## [Task goal]
The answer must consist of the records, repeated exactly.

## [Records for this exercise]
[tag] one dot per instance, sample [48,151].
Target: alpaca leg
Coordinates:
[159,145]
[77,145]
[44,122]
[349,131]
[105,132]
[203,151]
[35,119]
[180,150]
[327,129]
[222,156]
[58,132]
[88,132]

## [Result]
[tag] one dot per instance, sample [48,151].
Target: alpaca leg
Coordinates:
[159,145]
[77,145]
[44,122]
[349,131]
[105,132]
[203,151]
[35,119]
[180,150]
[327,129]
[222,156]
[58,132]
[88,132]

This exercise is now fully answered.